→ **Problem statement**: Could you copy every one of the entries below character for character, leaving out the pictures?

→ **Exercise inputs**:
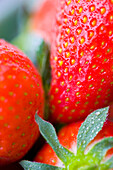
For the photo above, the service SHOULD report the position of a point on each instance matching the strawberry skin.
(68, 138)
(21, 95)
(81, 59)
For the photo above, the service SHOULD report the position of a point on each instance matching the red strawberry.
(42, 19)
(68, 138)
(81, 59)
(21, 96)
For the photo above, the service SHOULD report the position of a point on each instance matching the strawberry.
(90, 145)
(21, 96)
(41, 20)
(81, 59)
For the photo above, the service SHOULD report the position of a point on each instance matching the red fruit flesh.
(21, 95)
(68, 138)
(81, 59)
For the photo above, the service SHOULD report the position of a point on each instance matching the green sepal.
(48, 132)
(90, 128)
(28, 165)
(98, 151)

→ **Exercise answer**:
For the photo above, the service SHOULD report the position of a point on each instance matching the strawberry skin.
(68, 138)
(21, 95)
(81, 59)
For the photo above, the service SHOULD report the position of a point on each instance matching the red strawberry.
(42, 19)
(68, 138)
(81, 59)
(21, 96)
For the photo above, the service SHOULD report the position of a point on each instance matching the strawberry.
(90, 145)
(21, 96)
(41, 20)
(81, 59)
For the photo above, the service SHOULD report the position of a point on each instance matching the red fruit flesh.
(21, 95)
(68, 138)
(81, 59)
For the photo above, the service SHOULD report the position of a point on each instance matching the green sepal.
(48, 132)
(90, 128)
(28, 165)
(98, 151)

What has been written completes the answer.